- _Exercise tasks_:
[A] Please copy the passage on mask mandates word for word, from "Face covering to" up to and including "public facing covering.".
[B] In the passage on mask mandates, how many U.S. states reported record new cases last week, according to a Reuters tally?

- _Passage shown_:
====

New York Governor Andrew Cuomo, who has become one of the nation’s leading voices during the pandemic, said on Monday that President Donald Trump’s focus on reopening the economy was misguided and that it had backfired. Trump should issue an executive order mandating that people wear masks in public, and he should “lead by example” by wearing one himself.
Face covering to help stop the virus’ spread has become as much a political as a public health issue, with many Trump supporters saying such mandates infringe on their personal freedom.
U.S. Vice President Mike Pence on Sunday pressed Americans to adopt face masks during a trip to Texas and wore one himself, a sharp turnaround for the administration. Other Republican politicians in hard hit states also are now calling for public facing covering.
The city of Jacksonville, Florida, venue for the Republican National Convention in August ahead of the Nov. 3 presidential election, said on its official Twitter account that it will be adopting a mandatory mask requirement for public and indoor locations starting later on Monday.
‘NOT EVEN CLOSE TO BEING OVER’
Arizona and Georgia were among the states reporting record new cases this week. Last week, a total of 15 U.S. states reported records, according to a Reuters tally.

====

- _Data provided_:
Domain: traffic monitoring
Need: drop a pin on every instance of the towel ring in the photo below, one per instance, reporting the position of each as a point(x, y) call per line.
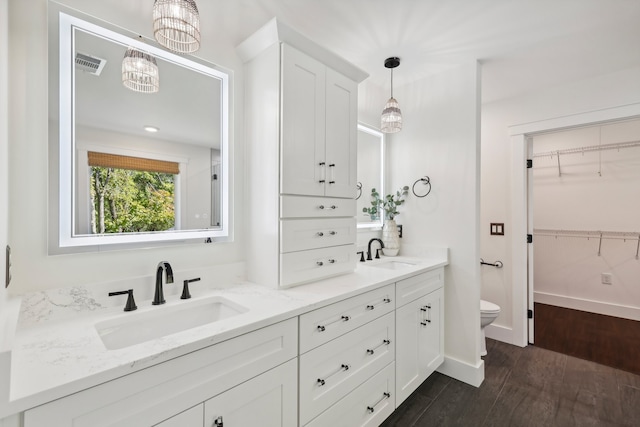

====

- _Answers to the exercises_:
[A]
Face covering to help stop the virus’ spread has become as much a political as a public health issue, with many Trump supporters saying such mandates infringe on their personal freedom.
U.S. Vice President Mike Pence on Sunday pressed Americans to adopt face masks during a trip to Texas and wore one himself, a sharp turnaround for the administration. Other Republican politicians in hard hit states also are now calling for public facing covering.

[B] 15